Source data
··········

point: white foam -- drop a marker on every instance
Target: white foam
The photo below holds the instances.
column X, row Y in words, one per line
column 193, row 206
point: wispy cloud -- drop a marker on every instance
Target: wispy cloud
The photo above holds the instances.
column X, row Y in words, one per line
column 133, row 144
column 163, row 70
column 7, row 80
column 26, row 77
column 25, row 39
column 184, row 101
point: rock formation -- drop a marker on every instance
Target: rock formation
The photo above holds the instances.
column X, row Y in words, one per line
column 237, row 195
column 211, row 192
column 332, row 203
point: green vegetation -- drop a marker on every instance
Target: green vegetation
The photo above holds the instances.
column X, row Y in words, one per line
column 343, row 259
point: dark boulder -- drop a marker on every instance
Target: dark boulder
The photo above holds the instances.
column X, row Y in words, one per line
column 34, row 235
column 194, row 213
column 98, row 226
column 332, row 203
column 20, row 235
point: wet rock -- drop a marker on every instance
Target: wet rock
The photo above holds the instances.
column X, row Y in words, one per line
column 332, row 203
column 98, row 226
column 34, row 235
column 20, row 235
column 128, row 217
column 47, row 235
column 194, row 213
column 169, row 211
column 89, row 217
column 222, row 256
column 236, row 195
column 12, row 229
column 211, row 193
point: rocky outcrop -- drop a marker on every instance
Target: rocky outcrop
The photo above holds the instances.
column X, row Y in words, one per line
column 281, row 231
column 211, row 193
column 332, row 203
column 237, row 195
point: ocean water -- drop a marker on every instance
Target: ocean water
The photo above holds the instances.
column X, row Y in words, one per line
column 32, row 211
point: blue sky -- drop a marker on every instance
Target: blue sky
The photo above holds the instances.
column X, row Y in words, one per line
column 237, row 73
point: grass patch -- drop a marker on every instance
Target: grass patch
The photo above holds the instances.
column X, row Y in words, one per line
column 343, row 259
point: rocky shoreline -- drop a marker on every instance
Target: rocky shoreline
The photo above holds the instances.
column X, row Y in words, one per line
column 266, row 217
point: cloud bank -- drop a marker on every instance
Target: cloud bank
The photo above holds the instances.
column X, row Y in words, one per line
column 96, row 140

··········

Aim
Print all of the items above again, copying each line word for word.

Solution for this problem
point: white foam -- drop a marker on every instance
Target: white foam
The photo below holds the instances.
column X, row Y in words, one per line
column 193, row 206
point: wispy cloud -- drop a marker on every instance
Target: wispy cloud
The photo above holds the instances.
column X, row Y in words, one per line
column 133, row 144
column 163, row 70
column 7, row 80
column 26, row 77
column 25, row 39
column 184, row 101
point: rock formation -- drop a marker on every instance
Target: rock formation
The photo above holds the instances.
column X, row Y in words, one per line
column 237, row 195
column 211, row 192
column 332, row 203
point: green vegetation -- drop a marker on every instance
Target: green vegetation
The photo above holds the instances.
column X, row Y in words, one per line
column 343, row 259
point: dark boulder -- drop a marker on every instance
Target: dark boulder
The photo above holds the instances.
column X, row Y in words, one per line
column 34, row 235
column 194, row 213
column 98, row 226
column 332, row 203
column 20, row 235
point: wet rock -- drop a marker on every instance
Target: wet rock
The photo above holds the instances.
column X, row Y in words, one per line
column 332, row 203
column 98, row 226
column 34, row 235
column 20, row 235
column 128, row 217
column 47, row 235
column 194, row 213
column 169, row 211
column 89, row 217
column 222, row 256
column 236, row 195
column 12, row 229
column 211, row 193
point: rocky outcrop -- drop a marker on every instance
Target: rocky outcrop
The photo above holds the instances.
column X, row Y in words, one per line
column 281, row 231
column 211, row 193
column 332, row 203
column 237, row 195
point: ocean water -- drop a marker on every instance
Target: ocean water
The photo above holds the instances.
column X, row Y in words, one per line
column 32, row 211
point: blue sky -- drop a marker on every instance
Target: blue sky
The photo above holds the instances.
column X, row Y in words, one per line
column 237, row 73
point: grass patch -- drop a marker on every instance
Target: grass patch
The photo above holds the instances.
column X, row Y in words, one per line
column 343, row 259
point: rocky shoreline -- drop a marker on every instance
Target: rocky shoreline
The photo above holds the instances.
column X, row Y in words, one per line
column 266, row 217
point: cloud bank -- drop a marker on every instance
Target: cloud bank
The photo above holds the instances.
column X, row Y in words, one per line
column 96, row 140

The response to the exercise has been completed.